Report every line of the records that contains the word "shoulder".

[[ Dataset records, beginning ]]

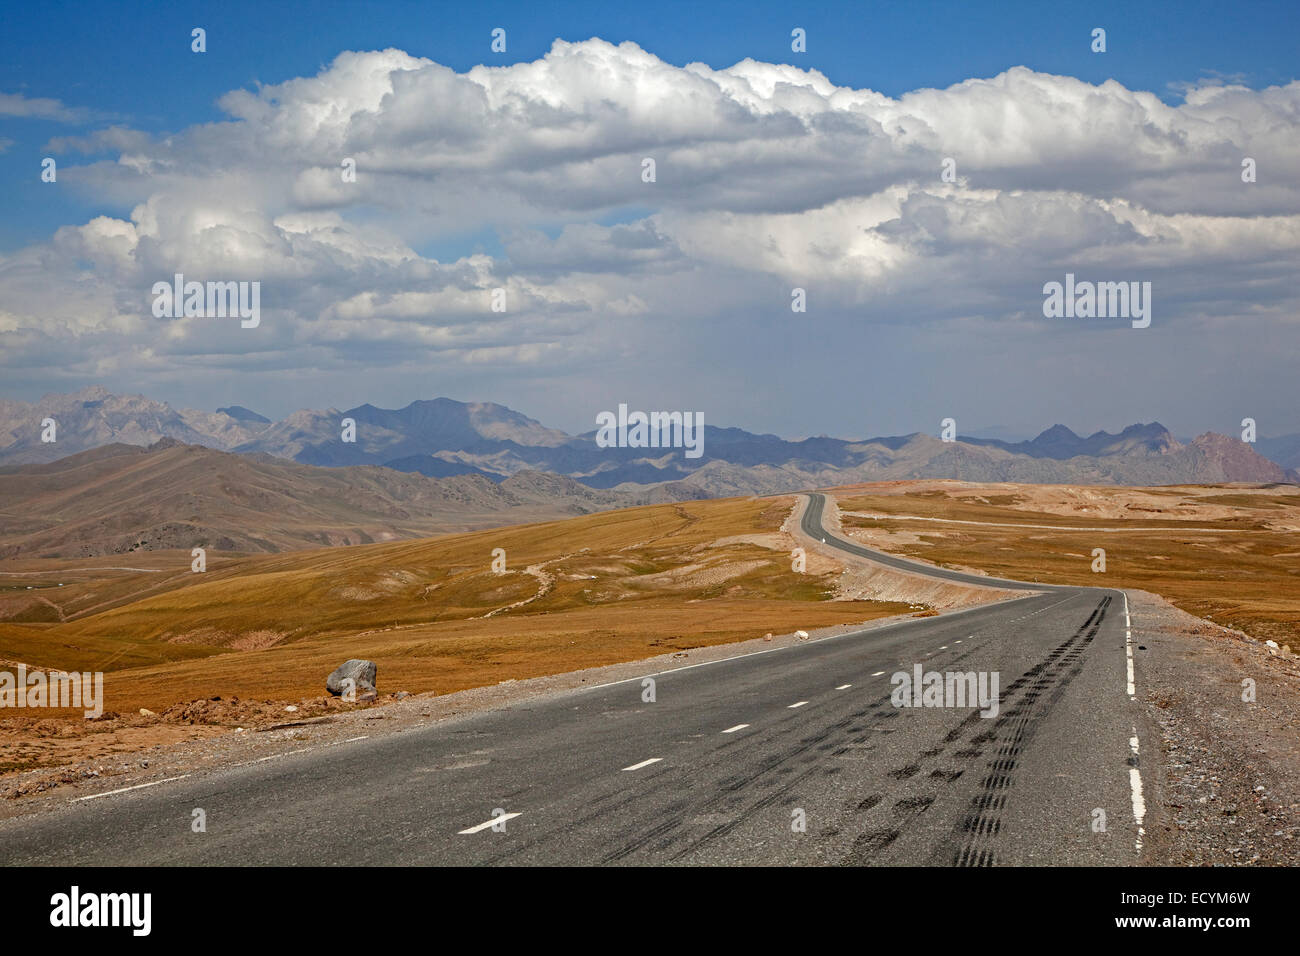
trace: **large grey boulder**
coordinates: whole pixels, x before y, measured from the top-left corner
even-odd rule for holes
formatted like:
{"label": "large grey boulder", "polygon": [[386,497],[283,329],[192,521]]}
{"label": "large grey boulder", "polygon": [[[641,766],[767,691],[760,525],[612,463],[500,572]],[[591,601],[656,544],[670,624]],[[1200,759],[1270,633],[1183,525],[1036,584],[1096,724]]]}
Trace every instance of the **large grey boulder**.
{"label": "large grey boulder", "polygon": [[375,690],[375,662],[353,658],[344,661],[334,669],[334,673],[325,678],[325,689],[338,697],[349,689],[356,692],[358,700],[373,700]]}

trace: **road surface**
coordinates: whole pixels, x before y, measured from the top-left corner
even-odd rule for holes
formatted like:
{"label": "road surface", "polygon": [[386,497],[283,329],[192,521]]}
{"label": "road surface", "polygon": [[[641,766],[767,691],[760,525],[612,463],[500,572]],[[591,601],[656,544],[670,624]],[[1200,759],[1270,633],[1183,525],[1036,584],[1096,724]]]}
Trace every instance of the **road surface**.
{"label": "road surface", "polygon": [[[991,583],[843,541],[822,502],[830,546]],[[1001,583],[1026,596],[659,673],[652,703],[566,691],[13,818],[0,863],[1140,862],[1124,596]],[[996,672],[999,713],[893,706],[915,664]]]}

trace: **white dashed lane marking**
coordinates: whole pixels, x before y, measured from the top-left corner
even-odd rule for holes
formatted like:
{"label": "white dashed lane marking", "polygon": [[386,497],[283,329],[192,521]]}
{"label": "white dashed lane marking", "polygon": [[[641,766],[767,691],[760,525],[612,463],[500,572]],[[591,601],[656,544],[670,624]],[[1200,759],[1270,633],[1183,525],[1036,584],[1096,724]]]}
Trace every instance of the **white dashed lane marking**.
{"label": "white dashed lane marking", "polygon": [[486,823],[480,823],[478,826],[466,827],[464,830],[459,831],[459,833],[462,836],[470,833],[478,833],[480,830],[486,830],[488,827],[495,826],[498,823],[505,823],[507,820],[513,820],[517,816],[519,816],[518,813],[503,813],[499,817],[493,817]]}
{"label": "white dashed lane marking", "polygon": [[640,770],[642,767],[648,767],[652,763],[658,763],[663,757],[651,757],[649,760],[642,760],[640,763],[634,763],[630,767],[624,767],[624,770]]}
{"label": "white dashed lane marking", "polygon": [[[723,731],[723,733],[724,733],[724,734],[734,734],[737,730],[744,730],[744,729],[745,729],[746,727],[748,727],[748,726],[749,726],[749,724],[736,724],[736,726],[734,726],[734,727],[728,727],[726,730]],[[635,769],[635,768],[633,768],[633,767],[628,767],[628,769],[629,769],[629,770],[633,770],[633,769]]]}
{"label": "white dashed lane marking", "polygon": [[808,701],[806,701],[806,700],[796,701],[795,703],[793,703],[793,704],[791,704],[789,707],[787,707],[786,710],[794,710],[796,707],[802,707],[802,706],[803,706],[804,704],[806,704],[806,703],[808,703]]}
{"label": "white dashed lane marking", "polygon": [[835,689],[836,689],[836,690],[848,690],[848,689],[849,689],[850,687],[852,687],[852,686],[853,686],[852,684],[841,684],[839,687],[836,687]]}

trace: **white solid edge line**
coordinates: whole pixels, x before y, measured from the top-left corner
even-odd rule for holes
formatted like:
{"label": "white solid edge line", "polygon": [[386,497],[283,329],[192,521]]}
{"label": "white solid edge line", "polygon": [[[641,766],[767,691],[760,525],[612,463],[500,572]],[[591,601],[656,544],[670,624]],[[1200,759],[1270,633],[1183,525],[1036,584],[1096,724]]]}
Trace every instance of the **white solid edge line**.
{"label": "white solid edge line", "polygon": [[478,833],[480,830],[486,830],[488,827],[495,826],[498,823],[505,823],[507,820],[513,820],[517,816],[519,816],[518,813],[503,813],[499,817],[493,817],[486,823],[480,823],[478,826],[466,827],[464,830],[459,830],[457,831],[457,835],[465,836],[470,833]]}
{"label": "white solid edge line", "polygon": [[[1124,657],[1127,668],[1126,690],[1130,700],[1137,699],[1137,687],[1133,682],[1133,620],[1129,616],[1128,609],[1128,592],[1120,591],[1124,595]],[[1138,736],[1137,728],[1133,728],[1133,736],[1128,739],[1129,750],[1132,751],[1134,762],[1138,754]],[[1146,836],[1146,828],[1143,822],[1146,819],[1147,804],[1142,795],[1142,772],[1137,767],[1129,767],[1128,770],[1129,795],[1133,801],[1133,822],[1137,825],[1137,840],[1134,841],[1133,849],[1142,852],[1142,838]]]}
{"label": "white solid edge line", "polygon": [[648,767],[652,763],[658,763],[663,757],[651,757],[649,760],[642,760],[640,763],[634,763],[630,767],[624,767],[624,770],[640,770],[642,767]]}
{"label": "white solid edge line", "polygon": [[793,703],[789,707],[787,707],[786,710],[794,710],[796,707],[802,707],[806,703],[808,703],[808,701],[806,700],[797,701],[796,703]]}
{"label": "white solid edge line", "polygon": [[[1120,592],[1124,594],[1123,591]],[[1124,594],[1124,658],[1128,672],[1128,683],[1126,690],[1129,699],[1137,697],[1137,684],[1133,680],[1133,625],[1130,623],[1128,615],[1128,595]]]}
{"label": "white solid edge line", "polygon": [[841,684],[839,687],[836,687],[835,689],[836,689],[836,690],[848,690],[848,689],[849,689],[850,687],[852,687],[852,686],[853,686],[852,684]]}
{"label": "white solid edge line", "polygon": [[[1133,756],[1138,756],[1138,739],[1137,728],[1133,728],[1133,736],[1128,739],[1129,749],[1133,751]],[[1146,818],[1147,805],[1146,800],[1142,797],[1142,774],[1137,767],[1129,767],[1128,771],[1129,791],[1133,797],[1133,822],[1137,824],[1137,843],[1134,849],[1139,853],[1142,852],[1142,837],[1146,835],[1146,830],[1142,826],[1142,821]]]}
{"label": "white solid edge line", "polygon": [[[728,727],[726,730],[723,731],[723,733],[724,733],[724,734],[734,734],[737,730],[744,730],[744,729],[745,729],[746,727],[748,727],[748,726],[749,726],[749,724],[736,724],[736,726],[734,726],[734,727]],[[631,770],[632,768],[631,768],[631,767],[628,767],[628,769]]]}
{"label": "white solid edge line", "polygon": [[875,672],[874,674],[872,674],[871,676],[872,676],[872,677],[882,677],[882,676],[884,676],[884,673],[885,673],[884,671],[876,671],[876,672]]}
{"label": "white solid edge line", "polygon": [[87,797],[77,797],[77,799],[72,802],[78,803],[82,800],[98,800],[100,797],[111,797],[115,793],[126,793],[128,790],[140,790],[144,787],[156,787],[160,783],[171,783],[173,780],[184,780],[188,776],[188,773],[183,773],[179,777],[168,777],[165,780],[154,780],[150,783],[137,783],[134,787],[122,787],[118,790],[109,790],[105,793],[92,793]]}

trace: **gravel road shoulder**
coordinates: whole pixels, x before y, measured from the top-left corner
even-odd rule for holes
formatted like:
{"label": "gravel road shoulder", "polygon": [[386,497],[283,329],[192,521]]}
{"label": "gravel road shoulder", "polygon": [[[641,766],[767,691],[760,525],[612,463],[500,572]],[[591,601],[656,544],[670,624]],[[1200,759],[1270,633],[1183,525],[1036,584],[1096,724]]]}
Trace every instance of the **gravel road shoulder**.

[[ Dataset records, end ]]

• **Solution**:
trace: **gravel road shoulder**
{"label": "gravel road shoulder", "polygon": [[386,497],[283,329],[192,521]]}
{"label": "gravel road shoulder", "polygon": [[[641,766],[767,691],[760,525],[612,463],[500,572]],[[591,601],[656,544],[670,624]],[[1200,759],[1270,633],[1183,525],[1036,584],[1096,724]]]}
Trace every instance of the **gravel road shoulder**.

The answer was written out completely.